**What this task involves**
Format the data below as a Markdown table with two columns, Row and Text, putting each non-blank line in Text with its sequential number in Row and skipping blank lines.

○ ○ ○ ○

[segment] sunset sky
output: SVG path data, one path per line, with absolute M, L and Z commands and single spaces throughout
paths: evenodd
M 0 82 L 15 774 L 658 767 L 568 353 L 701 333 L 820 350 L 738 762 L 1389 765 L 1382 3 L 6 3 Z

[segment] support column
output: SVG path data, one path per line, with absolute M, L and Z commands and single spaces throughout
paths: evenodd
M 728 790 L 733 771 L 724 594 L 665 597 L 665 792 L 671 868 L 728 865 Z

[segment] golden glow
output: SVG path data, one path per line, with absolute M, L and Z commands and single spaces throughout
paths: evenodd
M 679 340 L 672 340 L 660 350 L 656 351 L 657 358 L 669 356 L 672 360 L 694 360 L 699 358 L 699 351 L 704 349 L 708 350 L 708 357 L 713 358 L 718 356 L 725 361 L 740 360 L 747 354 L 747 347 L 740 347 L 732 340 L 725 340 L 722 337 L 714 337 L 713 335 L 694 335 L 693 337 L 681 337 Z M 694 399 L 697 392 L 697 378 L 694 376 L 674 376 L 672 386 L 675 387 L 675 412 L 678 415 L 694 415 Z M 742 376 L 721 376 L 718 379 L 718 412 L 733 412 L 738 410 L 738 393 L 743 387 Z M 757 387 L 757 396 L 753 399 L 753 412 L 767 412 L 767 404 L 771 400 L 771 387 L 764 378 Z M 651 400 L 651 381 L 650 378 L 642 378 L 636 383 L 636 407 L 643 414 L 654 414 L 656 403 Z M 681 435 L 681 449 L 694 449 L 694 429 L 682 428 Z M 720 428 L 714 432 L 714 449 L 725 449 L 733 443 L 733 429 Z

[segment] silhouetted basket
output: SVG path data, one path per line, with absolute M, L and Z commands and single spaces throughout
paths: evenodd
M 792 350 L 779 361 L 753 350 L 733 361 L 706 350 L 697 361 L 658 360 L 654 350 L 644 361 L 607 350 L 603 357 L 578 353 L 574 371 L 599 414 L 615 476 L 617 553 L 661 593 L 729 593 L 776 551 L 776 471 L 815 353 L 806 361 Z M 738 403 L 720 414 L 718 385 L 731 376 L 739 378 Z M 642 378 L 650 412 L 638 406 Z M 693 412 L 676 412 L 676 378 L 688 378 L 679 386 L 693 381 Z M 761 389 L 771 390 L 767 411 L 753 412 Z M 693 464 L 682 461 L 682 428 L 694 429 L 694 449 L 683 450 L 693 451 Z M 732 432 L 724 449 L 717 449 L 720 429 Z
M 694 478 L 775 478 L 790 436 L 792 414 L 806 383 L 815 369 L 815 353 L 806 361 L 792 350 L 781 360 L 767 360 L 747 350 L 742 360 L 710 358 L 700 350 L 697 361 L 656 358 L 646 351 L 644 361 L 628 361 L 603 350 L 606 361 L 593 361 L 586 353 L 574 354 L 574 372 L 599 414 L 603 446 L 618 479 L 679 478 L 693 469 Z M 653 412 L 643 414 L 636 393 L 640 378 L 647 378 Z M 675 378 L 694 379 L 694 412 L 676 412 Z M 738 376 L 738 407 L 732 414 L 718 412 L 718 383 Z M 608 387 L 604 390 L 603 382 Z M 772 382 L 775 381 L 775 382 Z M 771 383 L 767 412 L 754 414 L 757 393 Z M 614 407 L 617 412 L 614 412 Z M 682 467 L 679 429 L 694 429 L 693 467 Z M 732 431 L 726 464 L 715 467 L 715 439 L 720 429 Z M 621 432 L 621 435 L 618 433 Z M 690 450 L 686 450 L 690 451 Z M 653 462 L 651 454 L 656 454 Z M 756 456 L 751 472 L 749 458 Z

○ ○ ○ ○

**Finished exercise**
| Row | Text |
|---|---|
| 1 | [segment] sunset sky |
| 2 | output: SVG path data, one path per line, with absolute M, L and Z commands and single spaces throughout |
| 3 | paths: evenodd |
| 4 | M 0 82 L 15 774 L 658 767 L 568 353 L 701 333 L 820 350 L 738 762 L 1389 765 L 1382 3 L 6 3 Z |
| 5 | [segment] support column |
| 6 | output: SVG path data, one path per line, with absolute M, L and Z commands and single spaces throughout |
| 7 | paths: evenodd |
| 8 | M 728 790 L 733 771 L 724 594 L 665 597 L 665 792 L 671 868 L 728 865 Z |
| 9 | [segment] golden glow |
| 10 | output: SVG path data, one path per line, with absolute M, L and Z commands and single spaces throughout |
| 11 | paths: evenodd |
| 12 | M 679 340 L 672 340 L 660 350 L 656 351 L 657 358 L 669 356 L 672 360 L 694 360 L 699 358 L 699 351 L 704 349 L 708 350 L 708 357 L 713 358 L 718 356 L 725 361 L 740 360 L 747 354 L 747 347 L 740 347 L 732 340 L 725 340 L 722 337 L 714 337 L 713 335 L 694 335 L 693 337 L 681 337 Z M 694 399 L 697 392 L 697 378 L 694 376 L 674 376 L 672 386 L 675 387 L 675 412 L 678 415 L 694 415 Z M 742 376 L 721 376 L 718 379 L 718 412 L 733 412 L 738 410 L 738 393 L 743 387 Z M 757 387 L 757 396 L 753 399 L 753 412 L 767 412 L 767 404 L 771 400 L 771 387 L 764 378 Z M 651 400 L 651 381 L 650 378 L 642 378 L 636 383 L 636 407 L 643 414 L 654 414 L 656 403 Z M 681 435 L 681 449 L 694 449 L 694 429 L 682 428 Z M 720 428 L 714 432 L 714 449 L 725 449 L 733 443 L 733 429 Z |
| 13 | [segment] silhouetted basket |
| 14 | output: SVG path data, one path per line, with absolute M, L and Z commands and single spaces throughout |
| 15 | paths: evenodd |
| 16 | M 792 350 L 779 361 L 753 350 L 733 361 L 706 350 L 697 361 L 658 360 L 654 350 L 644 361 L 607 350 L 603 357 L 578 353 L 574 371 L 599 414 L 615 476 L 617 553 L 661 593 L 729 593 L 776 551 L 776 471 L 815 353 L 806 361 Z M 738 403 L 720 414 L 718 385 L 731 376 L 739 378 Z M 642 378 L 650 412 L 638 406 Z M 693 412 L 676 412 L 676 378 L 688 378 L 679 386 L 693 381 Z M 761 389 L 771 390 L 767 411 L 753 412 Z M 693 464 L 682 461 L 682 428 L 694 429 L 694 449 L 683 450 L 693 451 Z M 732 432 L 724 449 L 717 449 L 720 429 Z |
| 17 | M 694 478 L 775 478 L 790 436 L 792 414 L 806 383 L 815 369 L 815 353 L 806 361 L 792 350 L 781 360 L 767 360 L 747 350 L 742 360 L 710 358 L 700 350 L 697 361 L 656 358 L 646 351 L 644 361 L 628 361 L 603 350 L 606 361 L 593 361 L 586 353 L 574 354 L 574 372 L 599 414 L 603 446 L 618 479 L 679 478 L 693 469 Z M 653 412 L 643 414 L 636 393 L 640 378 L 647 378 Z M 675 378 L 694 379 L 694 412 L 676 412 Z M 738 376 L 738 407 L 732 414 L 718 412 L 718 383 Z M 608 387 L 604 390 L 603 382 Z M 772 382 L 775 381 L 775 382 Z M 771 383 L 767 412 L 754 414 L 757 393 Z M 614 407 L 617 412 L 614 412 Z M 682 467 L 679 429 L 694 429 L 693 467 Z M 732 431 L 726 464 L 715 467 L 715 439 L 720 429 Z M 621 432 L 621 435 L 618 433 Z M 690 450 L 686 450 L 690 451 Z M 653 462 L 651 454 L 656 454 Z M 756 456 L 751 472 L 749 458 Z |